Reading text: Begin
Floyd D. Rose (born 1948) is an American musician and engineer who invented the Floyd Rose Locking Tremolo System in the late 1970s, eventually founding a company of the same name to manufacture and license his products. This double locking system was notable for its ability to stay in tune despite repeated use and wide variations in pitch. His design was later recognized on Guitar Worlds "10 Most Earth Shaking Guitar Innovations."

==Development of the locking system==

Rose was a guitarist in a rock band in the 1970s. Like many other guitarists of the time period, he frequently experienced issues with his guitars going out of tune after using the tremolo arm. In 1976, after trying several traditional techniques for keeping the guitar in tune, he began developing a locking system to keep the strings from moving freely through the nut. Several improvements soon followed, including using more durable materials to lock the strings down on the nut, and the creation of a similar system of clamps to lock the strings down on the bridge. His double locking system was originally hand-made, but high demand eventually led to Rose commissioning Fernandes Electric Sound Research Group Co. Ltd. of Japan to mass-produce the early designs, and later Schaller of Germany. Following a deal with Kramer Guitars, coincident with the release of the final double-locking design with fine tuners at the beginning of 1983, Rose's tremolo systems were exclusivity featured on Kramer guitars until the company's bankruptcy at the end of the 1980s.
Reading text: End
Work to complete — From the text on Floyd Rose, list every single year stated as a four-digit number (not decades), with what the text says happened in each.
Records provided: Begin
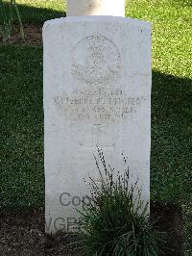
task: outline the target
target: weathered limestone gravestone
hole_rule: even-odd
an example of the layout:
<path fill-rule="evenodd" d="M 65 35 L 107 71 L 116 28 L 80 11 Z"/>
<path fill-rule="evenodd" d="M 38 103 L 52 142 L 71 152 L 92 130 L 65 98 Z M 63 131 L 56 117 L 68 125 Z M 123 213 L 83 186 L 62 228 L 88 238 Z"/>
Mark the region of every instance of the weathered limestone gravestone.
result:
<path fill-rule="evenodd" d="M 105 0 L 71 0 L 69 13 L 78 15 L 80 10 L 81 15 L 85 2 Z M 106 2 L 108 10 L 102 14 L 124 12 L 124 1 Z M 121 3 L 121 12 L 111 11 L 111 3 Z M 68 16 L 45 23 L 43 45 L 46 232 L 77 227 L 74 208 L 87 193 L 84 179 L 98 178 L 96 146 L 117 170 L 121 154 L 129 157 L 132 183 L 138 178 L 142 198 L 149 201 L 150 24 L 117 16 Z"/>

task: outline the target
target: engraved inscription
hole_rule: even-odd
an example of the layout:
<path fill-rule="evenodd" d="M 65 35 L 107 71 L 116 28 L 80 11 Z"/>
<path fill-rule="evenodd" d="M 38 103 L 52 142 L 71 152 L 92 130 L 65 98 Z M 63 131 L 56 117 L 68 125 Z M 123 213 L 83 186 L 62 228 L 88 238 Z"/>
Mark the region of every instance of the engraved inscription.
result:
<path fill-rule="evenodd" d="M 100 34 L 80 40 L 72 56 L 72 75 L 84 84 L 108 84 L 121 74 L 122 62 L 117 46 Z"/>
<path fill-rule="evenodd" d="M 111 141 L 110 136 L 108 135 L 108 128 L 105 124 L 94 123 L 79 141 L 80 145 L 86 149 L 92 149 L 96 146 L 102 148 L 114 148 L 115 142 Z M 90 136 L 89 136 L 90 135 Z"/>
<path fill-rule="evenodd" d="M 132 97 L 121 90 L 74 90 L 54 97 L 54 103 L 72 121 L 110 123 L 136 115 L 144 97 Z"/>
Records provided: End
Answer —
- 1948: Floyd D. Rose was born.
- 1976: After trying several traditional techniques for keeping the guitar in tune, he began developing a locking system to keep the strings from moving freely through the nut.
- 1983: At the beginning of the year, the final double-locking design with fine tuners was released, coinciding with a deal with Kramer Guitars.